Collected data entries:
## START

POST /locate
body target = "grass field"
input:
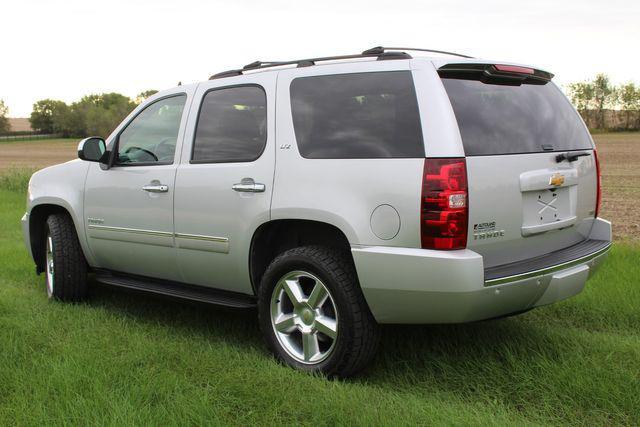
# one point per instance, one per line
(128, 359)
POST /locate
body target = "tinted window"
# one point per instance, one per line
(232, 126)
(363, 115)
(152, 135)
(498, 119)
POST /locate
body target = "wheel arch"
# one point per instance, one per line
(276, 236)
(37, 220)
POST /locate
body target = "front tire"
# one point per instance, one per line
(65, 265)
(313, 315)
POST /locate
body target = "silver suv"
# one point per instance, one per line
(335, 194)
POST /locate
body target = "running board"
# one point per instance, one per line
(176, 289)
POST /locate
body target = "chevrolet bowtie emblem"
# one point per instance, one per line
(557, 179)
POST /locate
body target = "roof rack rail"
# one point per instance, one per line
(381, 49)
(382, 53)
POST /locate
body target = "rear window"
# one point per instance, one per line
(500, 119)
(361, 115)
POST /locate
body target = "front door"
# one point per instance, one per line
(129, 207)
(224, 182)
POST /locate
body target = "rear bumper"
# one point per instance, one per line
(403, 285)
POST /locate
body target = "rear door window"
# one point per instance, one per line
(501, 119)
(232, 125)
(360, 115)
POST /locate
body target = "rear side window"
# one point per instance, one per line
(500, 119)
(232, 126)
(361, 115)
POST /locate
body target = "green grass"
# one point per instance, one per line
(128, 359)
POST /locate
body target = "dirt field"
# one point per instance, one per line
(619, 157)
(620, 163)
(36, 154)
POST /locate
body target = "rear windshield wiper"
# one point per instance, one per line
(571, 157)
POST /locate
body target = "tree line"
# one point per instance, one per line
(96, 114)
(601, 104)
(606, 106)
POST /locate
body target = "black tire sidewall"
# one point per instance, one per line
(47, 234)
(287, 263)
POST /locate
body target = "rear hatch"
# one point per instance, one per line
(530, 161)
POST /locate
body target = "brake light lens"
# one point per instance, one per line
(599, 186)
(444, 214)
(514, 69)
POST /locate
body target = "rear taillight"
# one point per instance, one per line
(599, 185)
(444, 214)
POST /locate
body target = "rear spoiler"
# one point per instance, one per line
(512, 75)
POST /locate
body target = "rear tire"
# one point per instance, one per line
(65, 265)
(313, 315)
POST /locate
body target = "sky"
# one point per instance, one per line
(67, 49)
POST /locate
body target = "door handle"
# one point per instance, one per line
(248, 185)
(156, 188)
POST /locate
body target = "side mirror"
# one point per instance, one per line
(93, 149)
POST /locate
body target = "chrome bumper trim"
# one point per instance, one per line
(547, 270)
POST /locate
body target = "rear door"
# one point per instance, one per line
(225, 180)
(524, 201)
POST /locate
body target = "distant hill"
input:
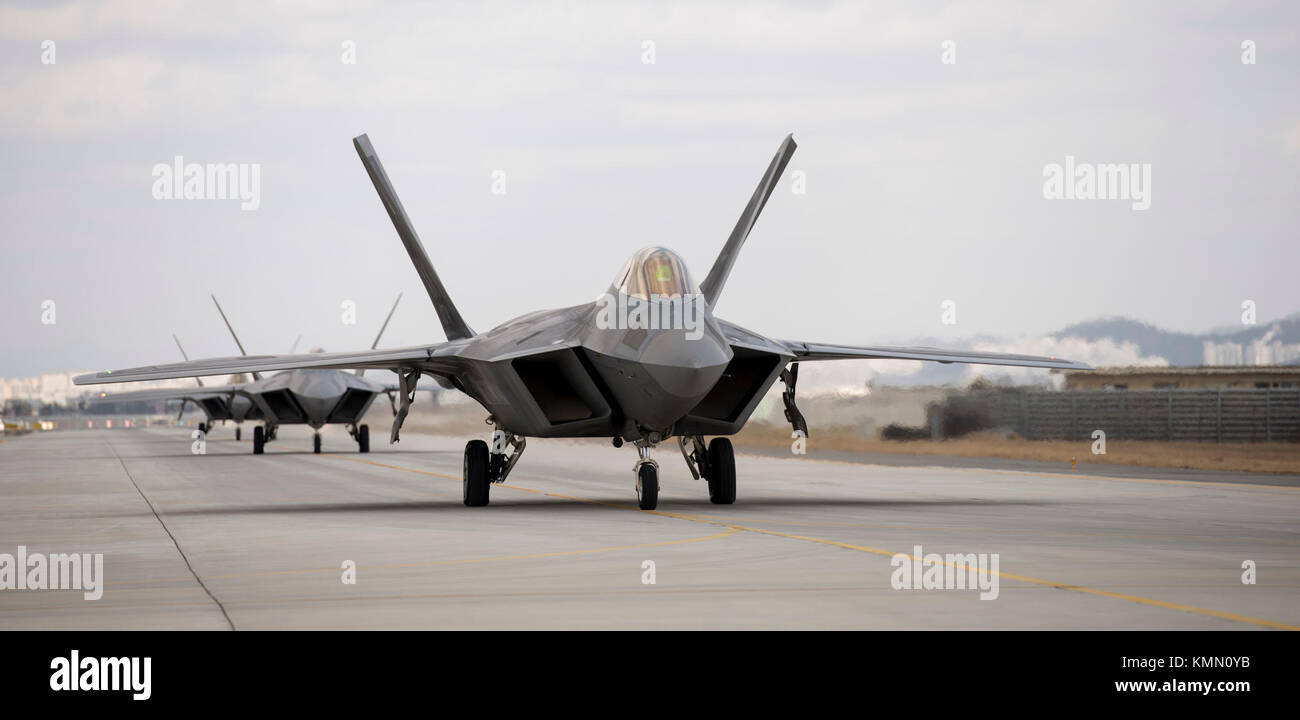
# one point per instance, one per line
(1183, 348)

## END

■ Set exercise ■
Collect every line in the entries above that contains the string "tire", and copy each one unchanged.

■ The solution ■
body target = "front tire"
body target = "black tire sidewall"
body target = "rear tire"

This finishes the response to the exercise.